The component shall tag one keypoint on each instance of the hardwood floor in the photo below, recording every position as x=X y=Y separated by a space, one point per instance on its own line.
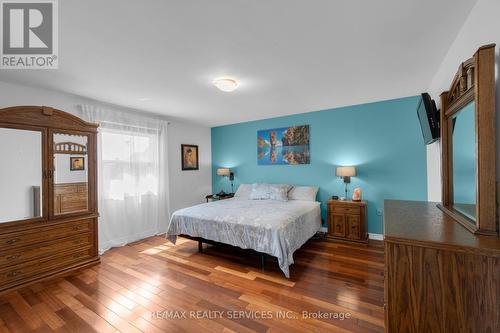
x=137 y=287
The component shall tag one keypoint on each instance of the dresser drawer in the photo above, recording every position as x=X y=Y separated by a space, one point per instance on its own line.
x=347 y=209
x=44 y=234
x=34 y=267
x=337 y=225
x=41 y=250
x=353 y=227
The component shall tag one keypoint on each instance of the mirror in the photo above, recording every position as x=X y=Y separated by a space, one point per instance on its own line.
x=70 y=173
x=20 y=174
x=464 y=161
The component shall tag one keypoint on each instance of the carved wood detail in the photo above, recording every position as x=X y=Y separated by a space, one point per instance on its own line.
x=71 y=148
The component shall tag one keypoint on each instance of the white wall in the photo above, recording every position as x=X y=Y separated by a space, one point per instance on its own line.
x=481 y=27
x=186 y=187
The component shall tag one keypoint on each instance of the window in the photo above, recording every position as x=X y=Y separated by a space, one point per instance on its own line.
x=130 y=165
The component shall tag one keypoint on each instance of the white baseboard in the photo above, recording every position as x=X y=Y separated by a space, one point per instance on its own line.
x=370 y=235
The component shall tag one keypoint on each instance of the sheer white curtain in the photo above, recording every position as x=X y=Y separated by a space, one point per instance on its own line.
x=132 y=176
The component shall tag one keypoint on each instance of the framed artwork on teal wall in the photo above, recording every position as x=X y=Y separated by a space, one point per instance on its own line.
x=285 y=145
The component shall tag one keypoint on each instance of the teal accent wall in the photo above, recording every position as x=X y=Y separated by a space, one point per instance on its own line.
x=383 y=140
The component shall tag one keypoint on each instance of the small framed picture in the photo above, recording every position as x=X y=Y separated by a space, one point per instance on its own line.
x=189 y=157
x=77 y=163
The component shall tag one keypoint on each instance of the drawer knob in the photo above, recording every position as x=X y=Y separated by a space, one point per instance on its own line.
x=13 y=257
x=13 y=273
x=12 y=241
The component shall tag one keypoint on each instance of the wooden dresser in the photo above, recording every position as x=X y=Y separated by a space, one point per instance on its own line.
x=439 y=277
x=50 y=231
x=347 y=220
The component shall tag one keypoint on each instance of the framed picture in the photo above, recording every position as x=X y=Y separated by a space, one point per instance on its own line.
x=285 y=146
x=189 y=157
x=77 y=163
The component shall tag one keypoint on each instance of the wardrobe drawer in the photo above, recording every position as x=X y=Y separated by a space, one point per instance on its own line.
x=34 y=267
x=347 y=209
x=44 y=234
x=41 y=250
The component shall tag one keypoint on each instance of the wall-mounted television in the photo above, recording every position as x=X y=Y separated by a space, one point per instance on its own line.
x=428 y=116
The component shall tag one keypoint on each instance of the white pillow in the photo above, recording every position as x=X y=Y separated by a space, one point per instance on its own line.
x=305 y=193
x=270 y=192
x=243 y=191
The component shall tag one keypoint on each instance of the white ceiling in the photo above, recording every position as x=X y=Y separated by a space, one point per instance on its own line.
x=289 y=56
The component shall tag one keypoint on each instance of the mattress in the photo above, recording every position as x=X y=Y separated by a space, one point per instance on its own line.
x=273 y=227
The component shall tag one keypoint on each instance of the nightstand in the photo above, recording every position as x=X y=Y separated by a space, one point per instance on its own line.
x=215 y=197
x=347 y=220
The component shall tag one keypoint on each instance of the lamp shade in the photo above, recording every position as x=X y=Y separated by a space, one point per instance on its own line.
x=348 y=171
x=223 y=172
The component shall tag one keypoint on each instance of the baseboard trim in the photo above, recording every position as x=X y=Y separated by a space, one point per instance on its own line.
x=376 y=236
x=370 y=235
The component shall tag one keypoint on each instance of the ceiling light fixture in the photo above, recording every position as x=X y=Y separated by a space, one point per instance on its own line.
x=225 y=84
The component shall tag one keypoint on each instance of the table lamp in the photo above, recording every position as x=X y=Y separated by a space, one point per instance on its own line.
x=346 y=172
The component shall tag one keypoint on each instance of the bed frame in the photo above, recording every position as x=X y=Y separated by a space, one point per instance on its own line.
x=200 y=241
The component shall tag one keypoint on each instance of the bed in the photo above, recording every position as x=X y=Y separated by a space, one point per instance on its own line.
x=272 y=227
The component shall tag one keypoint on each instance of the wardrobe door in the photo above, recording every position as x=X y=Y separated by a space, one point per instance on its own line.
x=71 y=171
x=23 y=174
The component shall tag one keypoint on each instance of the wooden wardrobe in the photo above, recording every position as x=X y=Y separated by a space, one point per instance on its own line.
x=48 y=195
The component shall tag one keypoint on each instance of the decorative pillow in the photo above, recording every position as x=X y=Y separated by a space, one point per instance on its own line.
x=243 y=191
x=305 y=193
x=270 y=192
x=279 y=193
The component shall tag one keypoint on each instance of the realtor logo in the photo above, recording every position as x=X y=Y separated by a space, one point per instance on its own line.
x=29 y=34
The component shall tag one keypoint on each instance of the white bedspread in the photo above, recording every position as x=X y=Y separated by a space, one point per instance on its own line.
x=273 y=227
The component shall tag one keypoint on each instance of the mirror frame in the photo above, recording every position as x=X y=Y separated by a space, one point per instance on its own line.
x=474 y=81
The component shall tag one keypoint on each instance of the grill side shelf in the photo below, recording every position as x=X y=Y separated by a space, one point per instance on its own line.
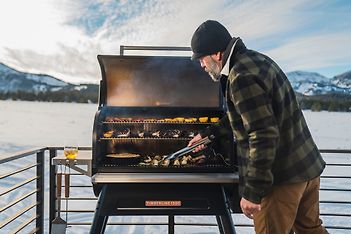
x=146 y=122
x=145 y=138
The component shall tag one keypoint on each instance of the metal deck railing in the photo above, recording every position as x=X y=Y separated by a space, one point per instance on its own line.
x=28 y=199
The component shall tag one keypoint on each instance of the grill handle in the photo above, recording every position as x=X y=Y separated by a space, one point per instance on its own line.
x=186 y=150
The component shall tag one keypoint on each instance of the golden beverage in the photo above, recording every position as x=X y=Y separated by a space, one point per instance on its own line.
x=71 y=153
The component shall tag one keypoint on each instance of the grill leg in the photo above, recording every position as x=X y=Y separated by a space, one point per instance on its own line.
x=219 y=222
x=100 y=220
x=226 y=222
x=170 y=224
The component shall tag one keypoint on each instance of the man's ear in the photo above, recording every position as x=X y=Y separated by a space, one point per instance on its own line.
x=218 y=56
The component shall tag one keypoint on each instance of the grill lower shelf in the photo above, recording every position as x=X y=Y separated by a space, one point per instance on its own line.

☆ ☆ ☆ ☆ ☆ ☆ ☆

STATED EXERCISE – Rewrite every entry above with "keypoint" changed to "marker" and everything else kept the same. Leave the pictures out of your answer.

EXPECTED ANSWER –
The component shall tag one marker on each instance of the hardwood floor in the photo below, recording every position as x=X y=Y separated by a space, one point per instance on its own line.
x=137 y=287
The component shall tag one marker on each instance of the dresser drawer in the photo above, recording every position as x=X y=Y separated by a space, one point per instance on its own line.
x=347 y=209
x=44 y=234
x=34 y=267
x=337 y=225
x=41 y=250
x=353 y=227
The component shall tag one marker on each instance of the mirror in the photo above, recording every position as x=X y=Y separated by a space, one point per instance on its own line.
x=70 y=173
x=20 y=174
x=464 y=161
The component shall tag one marker on each instance of the carved wood detail in the photo above, recording every position as x=X y=Y separated by a space, one point per instance on its own line.
x=71 y=148
The component shall tag one marker on each instance of the white wall in the photo above, recording every position as x=X y=Y separated by a space, one point per instance on its own line.
x=481 y=27
x=186 y=187
The component shall tag one marker on each instance of the window in the photo above, recording every position as x=X y=Y separated by a space, one point per instance on its own line.
x=130 y=165
The component shall tag one marker on each instance of the white baseboard in the photo above, recording every position as x=X y=Y separated by a space, one point per instance on its own line.
x=370 y=235
The component shall tag one marker on each instance of the sheer white curtain in the photo above, recording every position as x=X y=Y separated by a space, one point per instance on its own line.
x=132 y=176
The component shall tag one marker on each instance of the framed artwork on teal wall in the photo above, recording every position as x=X y=Y separated by a space, one point per instance on its own line.
x=285 y=145
The component shall tag one marker on each instance of the teal accent wall in the photo above, recording every position as x=X y=Y separated by a space, one point per instance on its own line.
x=383 y=140
The component shall tag one marker on each instance of the small framed picture in the photo above, recording every position as x=X y=Y separated by a space, one point per instance on its own line.
x=189 y=157
x=77 y=163
The component shall tag one marker on each instance of the drawer knob in the photo above, recording every position as x=X y=Y separated by a space, one point per instance on its own line.
x=13 y=257
x=13 y=273
x=12 y=241
The component shall tag one marker on each instance of the wooden dresser in the photo above, recording every position as x=X y=Y separated by a space, one point per instance on its own line.
x=439 y=277
x=50 y=231
x=347 y=220
The component shall tag one marker on each instance of the framed picture in the photo above, recording every position as x=X y=Y separated by a space, one point per instance on its own line.
x=285 y=146
x=189 y=157
x=77 y=163
The component shall tag one marker on each instance of the wardrobe drawer in the photo above, recording every position as x=X y=Y separated by a space, one point per instance on its own line.
x=34 y=267
x=347 y=209
x=44 y=234
x=41 y=250
The component shall tag one marker on each instance of the wall-mounted television in the photo above, recording every position as x=X y=Y separated by a space, one point per instance on its own line.
x=428 y=116
The component shall tag one marker on each instance of the white pillow in the photo above, recording every position as x=X y=Y separated by a space, one point per instance on its own line.
x=305 y=193
x=270 y=192
x=243 y=191
The component shall tag one marker on each instance of the white ceiling in the photo above, recording every position as x=X y=Y separated by a space, one point per instance on its own line.
x=289 y=56
The component shall tag one marker on each instance of the mattress in the photo above, recording every position as x=X y=Y separated by a space, one point per instance on its own line.
x=273 y=227
The component shall tag one marker on each instance of the nightstand in the photo above, recording every position as x=X y=Y separated by a space, one point per instance on its own line.
x=215 y=197
x=347 y=220
The component shall tag one marker on each instance of the lamp shade in the photo above, recording every position as x=X y=Y separated by a space, one point per instance on its own line.
x=348 y=171
x=223 y=172
The component shall tag one marker on each instance of the baseboard trim in the photo above, recording every position as x=X y=Y separated by a space, one point per instance on its own line.
x=376 y=236
x=370 y=235
The component shall tag one marker on each instance of the ceiling light fixture in the photo above, recording every position as x=X y=Y separated by a space, one point per instance on its own line.
x=225 y=84
The component shall tag one marker on each instance of the table lamp in the photo above, recording every position as x=X y=Y separated by a space, one point per instance on its own line.
x=346 y=172
The component shall tag one marker on each instance of the bed frame in the photo above, recording every position as x=X y=Y separated by a space, one point per instance on its own line.
x=200 y=241
The component shall tag one marker on each instance of the bed in the photo above, recording every position as x=X y=Y separated by a space, one point per instance on its own line.
x=272 y=227
The component shall tag one marker on each instance of the wardrobe door in the photo above, recording every position as x=X y=Y separated by a space, one point per instance on its own line.
x=71 y=171
x=23 y=174
The component shall tag one marker on each instance of the wooden wardrobe in the photo above, recording every position as x=X y=Y separated by a space, one point per instance on its own line.
x=48 y=195
The component shall tag one marker on each instance of the decorative pillow in the photo above, recording every position as x=X y=Y separated by a space, one point per instance on its own line.
x=243 y=191
x=305 y=193
x=270 y=192
x=279 y=193
The component shall tag one marker on each instance of the realtor logo in the photo above, recording every position as x=X y=Y separated by a space, one point per instance on its own line.
x=29 y=34
The component shall tag one marker on each instance of the white bedspread in the photo above, recording every position as x=X y=Y separated by a space, one point per instance on its own line.
x=273 y=227
The component shall tag one marker on each instance of the mirror frame in the photo above, recording every position as x=X y=Y separated by a space, one point per instance on its own line.
x=474 y=81
The component shall tag one marker on each instance of the grill side shelf in the photo below, recording every position as x=X y=Y separated by a space, one point per instance on its own line.
x=146 y=122
x=145 y=138
The component shall tag one marker on each instance of the metal deck railing in the photo above, recording every position as x=X y=Y separated by a space, one point per instance on its own line.
x=28 y=199
The component shall tag one marker on each instance of the grill handle in the photo above, recording every position as x=X y=Y separated by a space, one point per instance on its own line.
x=186 y=150
The component shall tag one marker on each instance of the golden beverage in the photo above, recording every position as x=X y=Y separated by a space, one point per instance on its own line.
x=71 y=153
The component shall tag one marker on each instance of the grill leg in the photo above, recording every position as x=X y=Y separated by a space, one point per instance on its own line.
x=219 y=222
x=100 y=220
x=226 y=222
x=170 y=224
The component shall tag one marker on each instance of the man's ear in the photo above, recording every position as x=X y=Y separated by a space, one point per instance on its own line.
x=218 y=56
The component shall tag one marker on each instance of the grill lower shelf in the photo above, recording every position as x=X y=Y separated by a space, one point per instance on its own line.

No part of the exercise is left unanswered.